Given instruction: Starting with the line that includes "point: hillside ->", write out every remaining line of the records below exactly as it appears, leaving out any images.

[Dataset excerpts on object pointing]
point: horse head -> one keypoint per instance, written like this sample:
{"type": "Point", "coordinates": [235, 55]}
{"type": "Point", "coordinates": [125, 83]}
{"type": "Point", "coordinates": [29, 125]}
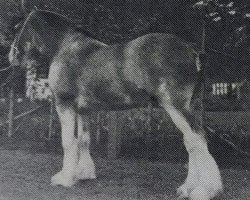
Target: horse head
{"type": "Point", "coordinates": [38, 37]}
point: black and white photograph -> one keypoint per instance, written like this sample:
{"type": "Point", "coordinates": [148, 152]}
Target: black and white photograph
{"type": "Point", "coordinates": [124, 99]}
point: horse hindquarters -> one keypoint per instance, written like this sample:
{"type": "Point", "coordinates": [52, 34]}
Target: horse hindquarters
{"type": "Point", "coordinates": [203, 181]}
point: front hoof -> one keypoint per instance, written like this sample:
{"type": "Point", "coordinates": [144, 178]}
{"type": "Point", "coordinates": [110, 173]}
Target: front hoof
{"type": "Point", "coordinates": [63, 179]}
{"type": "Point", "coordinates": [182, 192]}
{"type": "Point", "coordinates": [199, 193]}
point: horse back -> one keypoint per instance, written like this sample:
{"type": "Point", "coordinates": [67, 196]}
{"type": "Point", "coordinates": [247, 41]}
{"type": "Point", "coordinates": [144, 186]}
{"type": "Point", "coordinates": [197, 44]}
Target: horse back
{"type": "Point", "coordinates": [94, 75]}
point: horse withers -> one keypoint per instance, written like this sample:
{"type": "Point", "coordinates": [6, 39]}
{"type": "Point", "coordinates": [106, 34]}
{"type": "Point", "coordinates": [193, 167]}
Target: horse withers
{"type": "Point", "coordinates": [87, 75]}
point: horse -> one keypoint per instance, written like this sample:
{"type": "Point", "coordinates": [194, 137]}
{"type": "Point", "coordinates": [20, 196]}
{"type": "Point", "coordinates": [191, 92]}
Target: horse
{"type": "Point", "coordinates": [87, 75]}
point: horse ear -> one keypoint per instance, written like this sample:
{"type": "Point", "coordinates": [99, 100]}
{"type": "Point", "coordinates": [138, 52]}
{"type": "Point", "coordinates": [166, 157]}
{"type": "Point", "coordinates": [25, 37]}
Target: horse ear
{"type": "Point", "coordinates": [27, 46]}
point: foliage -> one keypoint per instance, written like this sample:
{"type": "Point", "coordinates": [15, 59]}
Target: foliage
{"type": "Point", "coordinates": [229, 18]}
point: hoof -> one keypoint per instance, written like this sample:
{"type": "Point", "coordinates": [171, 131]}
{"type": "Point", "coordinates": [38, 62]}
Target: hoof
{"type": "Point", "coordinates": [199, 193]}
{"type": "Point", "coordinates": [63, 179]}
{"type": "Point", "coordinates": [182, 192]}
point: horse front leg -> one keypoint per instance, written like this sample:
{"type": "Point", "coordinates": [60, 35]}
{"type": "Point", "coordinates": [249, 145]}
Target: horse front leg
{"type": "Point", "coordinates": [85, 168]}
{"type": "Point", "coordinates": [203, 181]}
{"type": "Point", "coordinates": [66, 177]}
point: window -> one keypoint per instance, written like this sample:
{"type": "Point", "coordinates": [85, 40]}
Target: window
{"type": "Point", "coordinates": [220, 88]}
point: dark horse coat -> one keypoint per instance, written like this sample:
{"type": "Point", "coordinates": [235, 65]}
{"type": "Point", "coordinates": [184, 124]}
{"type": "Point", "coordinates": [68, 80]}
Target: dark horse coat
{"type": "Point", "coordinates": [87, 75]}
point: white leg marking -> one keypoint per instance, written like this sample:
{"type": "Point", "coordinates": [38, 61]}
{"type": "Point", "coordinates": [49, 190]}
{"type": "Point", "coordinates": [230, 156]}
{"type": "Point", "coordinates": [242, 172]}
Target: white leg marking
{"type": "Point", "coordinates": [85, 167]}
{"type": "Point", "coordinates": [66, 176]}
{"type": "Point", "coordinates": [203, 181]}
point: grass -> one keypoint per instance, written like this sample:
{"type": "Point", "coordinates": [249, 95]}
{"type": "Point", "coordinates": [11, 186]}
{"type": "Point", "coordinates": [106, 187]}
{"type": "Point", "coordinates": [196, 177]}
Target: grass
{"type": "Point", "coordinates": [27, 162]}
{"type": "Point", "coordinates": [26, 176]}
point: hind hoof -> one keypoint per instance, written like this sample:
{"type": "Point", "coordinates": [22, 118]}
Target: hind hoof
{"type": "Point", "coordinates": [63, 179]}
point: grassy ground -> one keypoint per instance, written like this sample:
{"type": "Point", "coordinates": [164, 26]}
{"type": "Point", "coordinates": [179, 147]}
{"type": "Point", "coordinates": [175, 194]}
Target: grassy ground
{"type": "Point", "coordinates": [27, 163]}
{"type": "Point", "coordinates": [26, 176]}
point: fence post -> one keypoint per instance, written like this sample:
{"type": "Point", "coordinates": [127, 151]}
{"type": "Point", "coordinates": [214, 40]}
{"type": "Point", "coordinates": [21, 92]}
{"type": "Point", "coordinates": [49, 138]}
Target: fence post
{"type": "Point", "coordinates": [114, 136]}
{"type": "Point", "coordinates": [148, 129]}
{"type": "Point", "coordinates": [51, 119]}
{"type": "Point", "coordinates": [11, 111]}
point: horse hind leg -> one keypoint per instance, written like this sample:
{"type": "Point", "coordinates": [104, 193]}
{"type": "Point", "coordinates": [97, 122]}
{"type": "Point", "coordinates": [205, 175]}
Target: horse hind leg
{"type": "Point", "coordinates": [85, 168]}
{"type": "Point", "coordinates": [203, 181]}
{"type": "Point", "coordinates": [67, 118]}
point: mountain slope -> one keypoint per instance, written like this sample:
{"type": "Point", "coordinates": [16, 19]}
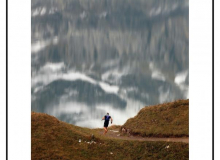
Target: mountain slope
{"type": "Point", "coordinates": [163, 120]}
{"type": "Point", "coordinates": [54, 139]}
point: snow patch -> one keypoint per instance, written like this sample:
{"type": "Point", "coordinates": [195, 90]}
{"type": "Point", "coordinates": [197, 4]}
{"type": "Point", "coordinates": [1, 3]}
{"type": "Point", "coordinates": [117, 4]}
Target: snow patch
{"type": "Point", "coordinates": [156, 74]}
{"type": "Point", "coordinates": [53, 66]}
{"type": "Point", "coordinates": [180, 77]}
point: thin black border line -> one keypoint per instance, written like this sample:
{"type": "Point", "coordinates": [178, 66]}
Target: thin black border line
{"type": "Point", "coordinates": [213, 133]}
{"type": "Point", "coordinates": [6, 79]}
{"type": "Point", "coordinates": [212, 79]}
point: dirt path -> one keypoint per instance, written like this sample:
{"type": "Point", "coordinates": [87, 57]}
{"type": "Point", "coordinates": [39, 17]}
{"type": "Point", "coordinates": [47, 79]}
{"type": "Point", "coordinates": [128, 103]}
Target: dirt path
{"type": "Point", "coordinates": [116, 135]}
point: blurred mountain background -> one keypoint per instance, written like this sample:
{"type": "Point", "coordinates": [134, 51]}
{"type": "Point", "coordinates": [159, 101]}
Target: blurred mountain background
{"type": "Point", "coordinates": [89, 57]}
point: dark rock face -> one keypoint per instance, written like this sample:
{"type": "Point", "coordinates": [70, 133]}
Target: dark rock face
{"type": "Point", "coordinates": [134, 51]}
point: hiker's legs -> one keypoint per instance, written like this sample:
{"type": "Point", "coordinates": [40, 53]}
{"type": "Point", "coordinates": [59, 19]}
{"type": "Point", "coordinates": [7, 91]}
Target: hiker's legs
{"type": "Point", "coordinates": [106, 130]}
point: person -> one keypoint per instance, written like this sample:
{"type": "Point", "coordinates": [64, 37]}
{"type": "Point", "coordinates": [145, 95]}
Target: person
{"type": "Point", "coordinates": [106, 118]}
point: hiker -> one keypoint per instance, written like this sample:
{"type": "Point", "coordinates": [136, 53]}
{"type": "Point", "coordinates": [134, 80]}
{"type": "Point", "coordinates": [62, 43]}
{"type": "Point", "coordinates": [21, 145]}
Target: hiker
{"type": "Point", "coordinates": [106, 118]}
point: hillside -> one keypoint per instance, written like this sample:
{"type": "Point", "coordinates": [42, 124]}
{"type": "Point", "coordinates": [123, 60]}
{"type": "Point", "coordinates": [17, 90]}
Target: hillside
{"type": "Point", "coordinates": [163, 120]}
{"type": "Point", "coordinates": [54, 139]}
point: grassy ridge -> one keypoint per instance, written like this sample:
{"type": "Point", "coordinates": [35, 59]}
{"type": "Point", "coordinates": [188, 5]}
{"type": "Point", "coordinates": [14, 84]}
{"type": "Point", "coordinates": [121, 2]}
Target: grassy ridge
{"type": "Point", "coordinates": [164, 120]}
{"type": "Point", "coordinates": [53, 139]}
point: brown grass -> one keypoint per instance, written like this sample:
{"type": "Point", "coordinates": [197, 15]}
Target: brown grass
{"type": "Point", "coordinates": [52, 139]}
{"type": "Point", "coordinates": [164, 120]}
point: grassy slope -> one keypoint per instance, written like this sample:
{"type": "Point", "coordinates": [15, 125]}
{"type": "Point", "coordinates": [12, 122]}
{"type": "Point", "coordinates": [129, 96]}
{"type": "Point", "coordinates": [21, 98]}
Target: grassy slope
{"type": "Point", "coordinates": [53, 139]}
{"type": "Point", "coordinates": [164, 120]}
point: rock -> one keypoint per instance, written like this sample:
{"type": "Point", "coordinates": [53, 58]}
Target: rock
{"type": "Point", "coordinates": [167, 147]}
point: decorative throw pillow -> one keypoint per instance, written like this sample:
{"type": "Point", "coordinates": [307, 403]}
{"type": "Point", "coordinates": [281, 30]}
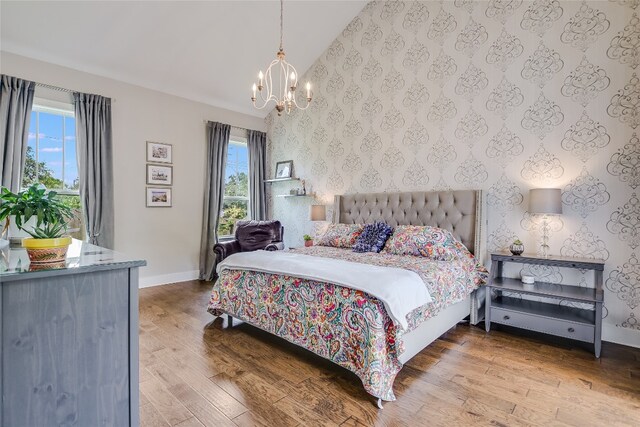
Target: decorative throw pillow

Exercise result:
point: hillside -> one keypoint per instance, written like this sample:
{"type": "Point", "coordinates": [42, 124]}
{"type": "Point", "coordinates": [123, 60]}
{"type": "Point", "coordinates": [17, 90]}
Target: hillside
{"type": "Point", "coordinates": [163, 120]}
{"type": "Point", "coordinates": [54, 139]}
point: grassy ridge -> one keypoint per instance, written like this sample:
{"type": "Point", "coordinates": [35, 59]}
{"type": "Point", "coordinates": [188, 5]}
{"type": "Point", "coordinates": [14, 84]}
{"type": "Point", "coordinates": [121, 2]}
Target: grassy ridge
{"type": "Point", "coordinates": [164, 120]}
{"type": "Point", "coordinates": [53, 139]}
point: brown grass -> one keypoint per instance, written like this sample:
{"type": "Point", "coordinates": [197, 15]}
Target: brown grass
{"type": "Point", "coordinates": [52, 139]}
{"type": "Point", "coordinates": [164, 120]}
point: grassy slope -> one keypoint per instance, written like this sample:
{"type": "Point", "coordinates": [15, 125]}
{"type": "Point", "coordinates": [12, 122]}
{"type": "Point", "coordinates": [129, 96]}
{"type": "Point", "coordinates": [21, 98]}
Target: grassy slope
{"type": "Point", "coordinates": [53, 139]}
{"type": "Point", "coordinates": [164, 120]}
point: rock -> one keypoint per instance, written like this sample:
{"type": "Point", "coordinates": [53, 58]}
Target: rock
{"type": "Point", "coordinates": [167, 147]}
point: decorative throw pillow -> one keypoint per instance, written like this sample:
{"type": "Point", "coordinates": [307, 403]}
{"type": "Point", "coordinates": [281, 30]}
Target: decorative throw pillow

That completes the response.